• [Görev tanımı] Aşağıdaki materyalin tüm satırlarını, boş satırları atlayarak numaralı bir liste biçiminde düzenleyin. Resimleri yanıtın dışında bırakın.
§
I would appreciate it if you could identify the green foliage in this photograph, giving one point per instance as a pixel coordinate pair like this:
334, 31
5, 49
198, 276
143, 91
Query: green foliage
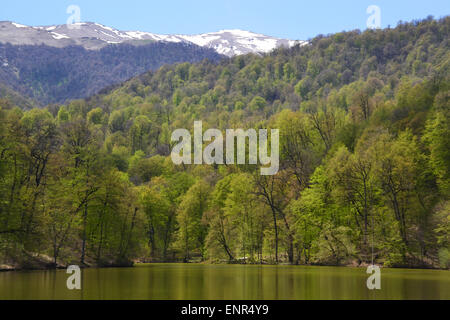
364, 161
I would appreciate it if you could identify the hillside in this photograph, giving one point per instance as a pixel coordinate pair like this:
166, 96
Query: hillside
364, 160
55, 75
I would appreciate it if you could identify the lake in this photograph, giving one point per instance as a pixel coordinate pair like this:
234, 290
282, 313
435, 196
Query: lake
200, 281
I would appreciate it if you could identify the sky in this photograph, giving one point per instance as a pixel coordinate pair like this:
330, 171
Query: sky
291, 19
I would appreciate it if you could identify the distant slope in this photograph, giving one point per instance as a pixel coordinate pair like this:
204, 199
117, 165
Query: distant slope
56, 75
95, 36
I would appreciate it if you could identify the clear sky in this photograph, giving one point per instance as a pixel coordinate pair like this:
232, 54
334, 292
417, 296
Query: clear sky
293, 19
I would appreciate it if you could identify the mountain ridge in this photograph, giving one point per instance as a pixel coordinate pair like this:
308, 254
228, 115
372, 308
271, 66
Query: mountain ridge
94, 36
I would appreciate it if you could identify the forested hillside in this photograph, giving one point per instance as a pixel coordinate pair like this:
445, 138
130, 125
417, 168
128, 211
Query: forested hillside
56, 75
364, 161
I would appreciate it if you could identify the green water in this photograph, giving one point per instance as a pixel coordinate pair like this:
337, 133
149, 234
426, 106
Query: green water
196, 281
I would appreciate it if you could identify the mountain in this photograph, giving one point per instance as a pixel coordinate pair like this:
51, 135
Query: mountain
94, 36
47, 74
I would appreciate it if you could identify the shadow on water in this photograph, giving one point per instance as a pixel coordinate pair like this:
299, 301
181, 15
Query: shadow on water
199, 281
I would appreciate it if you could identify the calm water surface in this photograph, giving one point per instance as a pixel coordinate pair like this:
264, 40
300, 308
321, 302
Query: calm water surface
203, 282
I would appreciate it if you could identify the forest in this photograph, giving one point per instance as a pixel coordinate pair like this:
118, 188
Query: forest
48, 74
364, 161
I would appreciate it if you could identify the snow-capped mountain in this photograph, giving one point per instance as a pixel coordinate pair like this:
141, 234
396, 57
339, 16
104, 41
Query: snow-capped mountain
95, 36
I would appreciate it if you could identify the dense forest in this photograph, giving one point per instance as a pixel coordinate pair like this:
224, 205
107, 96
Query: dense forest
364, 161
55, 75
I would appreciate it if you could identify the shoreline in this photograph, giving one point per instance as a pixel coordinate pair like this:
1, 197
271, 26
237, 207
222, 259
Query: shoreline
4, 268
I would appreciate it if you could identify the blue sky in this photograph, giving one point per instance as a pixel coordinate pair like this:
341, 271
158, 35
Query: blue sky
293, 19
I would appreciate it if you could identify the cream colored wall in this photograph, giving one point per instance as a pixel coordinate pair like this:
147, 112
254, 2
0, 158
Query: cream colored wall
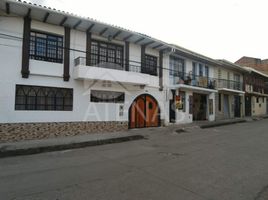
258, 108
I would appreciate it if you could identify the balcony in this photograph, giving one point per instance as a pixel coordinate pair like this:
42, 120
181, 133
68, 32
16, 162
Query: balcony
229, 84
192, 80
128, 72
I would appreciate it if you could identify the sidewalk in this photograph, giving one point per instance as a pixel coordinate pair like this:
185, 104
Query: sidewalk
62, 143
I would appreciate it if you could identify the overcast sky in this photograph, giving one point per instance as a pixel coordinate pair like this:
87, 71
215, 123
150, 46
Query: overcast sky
§
• [Beklenen yanıt]
1. I would appreciate it if you could identify the green foliage in this photograph, giving one point per instance as a pixel coordinate pair like this:
2. 334, 31
3. 5, 49
4. 198, 276
5. 143, 91
6. Query: green foliage
7. 364, 161
8. I would appreciate it if you could identify the hillside in this photograph, giving one point per instance as a pixel coordinate pair like this:
9. 166, 96
10. Query: hillside
11. 364, 160
12. 55, 75
13. I would appreciate it if you could identify the lake in this photograph, giving one point per instance as a pixel coordinate pair like this:
14. 234, 290
15. 282, 313
16. 435, 196
17. Query: lake
18. 200, 281
19. I would appreciate it if you could identify the sky in this photograph, giving one point per instance as a pixel coordinate pair like this:
20. 330, 171
21. Query: sky
22. 291, 19
23. I would appreciate it if you could identify the distant slope in this photograph, giving one point per instance as a pixel coordinate pair like this:
24. 204, 199
25. 117, 165
26. Query: distant slope
27. 56, 75
28. 95, 36
29. I would appreciate it if you could identify the clear sky in this photograph, giving one point per instance as a pixel coordinate pair like this:
30. 232, 54
31. 334, 292
32. 417, 296
33. Query: clear sky
34. 293, 19
35. I would appreciate it if you could identify the mountain ridge in this photograph, giving one point per instance as a pixel coordinate pair like this:
36. 308, 254
37. 228, 115
38. 372, 308
39. 271, 66
40. Query: mountain ridge
41. 94, 36
42. I would appreciate it if you could identify the forested hillside in this photograph, giving one point per instance as a pixel coordinate pair like this:
43. 445, 138
44. 130, 125
45. 417, 168
46. 128, 211
47. Query: forested hillside
48. 56, 75
49. 364, 161
50. I would appreciate it if you could identify the green water in this photograph, giving one point per instance as a pixel coordinate pair like this:
51. 337, 133
52. 149, 234
53. 426, 106
54. Query: green water
55. 196, 281
56. I would appreciate it if you could identify the mountain in this photograph, giving one point per instance as a pixel coordinate pair like this:
57. 51, 135
58. Query: mountain
59. 94, 36
60. 47, 74
61. I would appreciate it if you could identify the shadow on water in this photograph, giving one point per instance as a pixel coordinate pair like this:
62. 299, 301
63. 181, 15
64. Query: shadow on water
65. 199, 281
66. I would appreciate it if you could identify the calm water surface in this photograph, giving one point per instance as a pixel coordinate pair like this:
67. 264, 40
68. 300, 308
69. 321, 302
70. Query: calm water surface
71. 203, 282
72. I would appreciate it if you could identify the forest in this photograph, giving one point per instance as a pixel coordinate pair like this:
73. 118, 188
74. Query: forest
75. 48, 74
76. 364, 161
77. I would appreciate it if you could identify the snow-capped mountain in this photograph, giving one point per instance as a pixel coordinate pair like this:
78. 141, 234
79. 396, 57
80. 339, 16
81. 104, 41
82. Query: snow-capped mountain
83. 95, 36
84. I would appreciate it if you could identify the dense forest in this photograph, giving one point per instance as a pixel coordinate pair like this:
85. 224, 205
86. 107, 96
87. Query: dense forest
88. 364, 161
89. 55, 75
90. I would appreciate it if you could identify the shoreline in this photograph, giving one point per instance as a pixel coordinate pair like this:
91. 1, 197
92. 271, 26
93. 237, 207
94. 222, 259
95. Query: shoreline
96. 4, 268
97. I would appreciate it if you could identify the blue sky in this photograph, giving one point per instance as a pixel coordinate pair like this:
98. 341, 271
99. 158, 35
100. Query: blue sky
101. 293, 19
102. I would appreciate it if you could identify the cream colored wall in this photograph, giving one point per instance as a pixel coordinate pair like this:
103. 147, 112
104. 254, 2
105. 0, 158
106. Query: cream colored wall
107. 258, 108
108. I would appreciate it if you could identify the balcony in this photograph, giving one point per instance as a pixel coordinate pair like this:
109. 42, 120
110. 181, 133
111. 68, 32
112. 16, 162
113. Query: balcony
114. 229, 84
115. 192, 80
116. 128, 72
117. I would appreciate it if you could identify the sidewalk in this photograph, giving one point per instance as a pixel coordinate pair like this:
118. 185, 104
119. Query: sidewalk
120. 62, 143
121. I would appreciate it if you could identify the overcast sky in this photograph, giving one point per instance as a pixel coordinate pair like this:
122. 87, 71
123. 215, 123
124. 150, 46
125. Query: overcast sky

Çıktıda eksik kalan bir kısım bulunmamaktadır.